*GIVEN RECORDS*
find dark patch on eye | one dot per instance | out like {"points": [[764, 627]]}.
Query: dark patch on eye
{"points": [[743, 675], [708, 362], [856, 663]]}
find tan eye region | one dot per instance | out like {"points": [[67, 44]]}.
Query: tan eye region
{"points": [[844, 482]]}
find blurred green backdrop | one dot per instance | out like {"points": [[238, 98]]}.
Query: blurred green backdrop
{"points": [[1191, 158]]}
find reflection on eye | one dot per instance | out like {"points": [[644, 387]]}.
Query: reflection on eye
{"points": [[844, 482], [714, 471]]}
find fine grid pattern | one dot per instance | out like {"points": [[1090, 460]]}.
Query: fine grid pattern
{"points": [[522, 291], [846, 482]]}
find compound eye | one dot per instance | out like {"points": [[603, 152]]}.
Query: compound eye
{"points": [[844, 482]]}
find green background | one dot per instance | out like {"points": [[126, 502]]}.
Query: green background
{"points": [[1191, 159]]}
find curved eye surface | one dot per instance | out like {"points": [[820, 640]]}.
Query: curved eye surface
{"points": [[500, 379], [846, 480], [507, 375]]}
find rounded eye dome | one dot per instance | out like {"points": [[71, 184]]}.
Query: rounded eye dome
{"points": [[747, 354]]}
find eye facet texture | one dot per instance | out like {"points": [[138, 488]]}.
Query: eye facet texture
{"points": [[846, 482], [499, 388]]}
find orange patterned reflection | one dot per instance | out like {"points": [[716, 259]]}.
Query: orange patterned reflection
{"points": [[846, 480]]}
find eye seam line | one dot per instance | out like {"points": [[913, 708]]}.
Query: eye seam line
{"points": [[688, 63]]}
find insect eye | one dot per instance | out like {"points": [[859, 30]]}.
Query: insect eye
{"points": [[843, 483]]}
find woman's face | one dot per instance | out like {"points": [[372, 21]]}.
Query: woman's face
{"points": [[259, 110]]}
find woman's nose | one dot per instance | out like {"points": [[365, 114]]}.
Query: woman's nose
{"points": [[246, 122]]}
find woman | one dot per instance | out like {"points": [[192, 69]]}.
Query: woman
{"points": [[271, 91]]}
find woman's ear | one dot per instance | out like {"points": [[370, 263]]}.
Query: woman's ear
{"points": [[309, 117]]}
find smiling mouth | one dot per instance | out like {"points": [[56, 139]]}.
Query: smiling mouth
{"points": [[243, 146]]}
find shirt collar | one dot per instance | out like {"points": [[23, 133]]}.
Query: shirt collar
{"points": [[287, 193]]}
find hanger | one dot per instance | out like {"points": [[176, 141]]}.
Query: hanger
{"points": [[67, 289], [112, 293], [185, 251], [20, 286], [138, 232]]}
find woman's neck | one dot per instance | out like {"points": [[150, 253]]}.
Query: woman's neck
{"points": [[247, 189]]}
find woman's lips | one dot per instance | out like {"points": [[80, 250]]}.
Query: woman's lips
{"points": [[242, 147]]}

*SHORT EXERCISE*
Update the entries above by changing every "one dot per instance" to "a single dot for each instance". Keep everything else the same.

*RIGHT ANSWER*
find dark patch on eye | a single dot for each instance | out like {"points": [[764, 627]]}.
Query: dark patch on eye
{"points": [[743, 675], [708, 362], [856, 663]]}
find tan eye region | a single dot for each instance | out like {"points": [[67, 44]]}.
Query: tan eye region
{"points": [[844, 482]]}
find blurred green backdrop | a single dot for each instance | out like {"points": [[238, 98]]}.
Query: blurred green backdrop
{"points": [[1191, 158]]}
find reflection on eye | a single dot for each instance | out like {"points": [[644, 387]]}.
Query: reflection on eye
{"points": [[844, 482], [714, 471]]}
find fine grid pattern | a single dot for each instance | out like {"points": [[1090, 460]]}.
Query: fine grid pattern
{"points": [[522, 291], [846, 482]]}
find compound eye | a single dot for each instance | out like {"points": [[603, 152]]}.
Query: compound eye
{"points": [[844, 482]]}
find green background | a single dot for each instance | out like {"points": [[126, 502]]}.
Query: green background
{"points": [[1191, 159]]}
find curved eye surface | a single dot for each instance | out like {"points": [[820, 640]]}.
Query: curved eye surface
{"points": [[500, 379], [846, 480], [507, 375]]}
find rounded eye dome | a single dot for each instance | out like {"points": [[71, 184]]}.
Query: rounded eye dome
{"points": [[747, 354]]}
find eye facet texture | a single dot for each instance | out like {"points": [[138, 488]]}.
Query: eye facet texture
{"points": [[846, 482], [499, 388]]}
find orange patterned reflection | a single dot for each instance | out like {"points": [[716, 259]]}.
Query: orange patterned reflection
{"points": [[846, 480]]}
find eye seam line | a single dot for each instance | out like {"points": [[913, 708]]}.
Query: eye seam line
{"points": [[688, 63]]}
find insect eye | a single dot for each instance | out like {"points": [[859, 30]]}.
Query: insect eye
{"points": [[843, 483]]}
find woman's face | a single dot for each instance | out like {"points": [[372, 21]]}.
Query: woman's face
{"points": [[259, 110]]}
find woman's nose | a single dot for each instance | out like {"points": [[365, 114]]}.
Query: woman's nose
{"points": [[246, 122]]}
find woman | a single dot for each instance | out like {"points": [[192, 69]]}.
Query: woman
{"points": [[271, 91]]}
find woman's ear | a single dot for each instance | out like {"points": [[370, 263]]}.
Query: woman's ear
{"points": [[309, 117]]}
find smiling mouth | a single dot for each instance | out like {"points": [[56, 139]]}.
Query: smiling mouth
{"points": [[243, 146]]}
find shirt collar | a single dot for each instance | out like {"points": [[23, 133]]}.
Query: shirt collar
{"points": [[287, 193]]}
find hanger | a single dot for each instance | out like {"points": [[176, 141]]}.
Query: hanger
{"points": [[67, 289], [112, 293], [185, 251], [20, 286], [138, 232]]}
find woman's neck | a single dot for each instance | out like {"points": [[150, 253]]}.
Query: woman's neck
{"points": [[247, 189]]}
find woman's lips | a single dot for each instance | out like {"points": [[80, 250]]}.
Query: woman's lips
{"points": [[242, 147]]}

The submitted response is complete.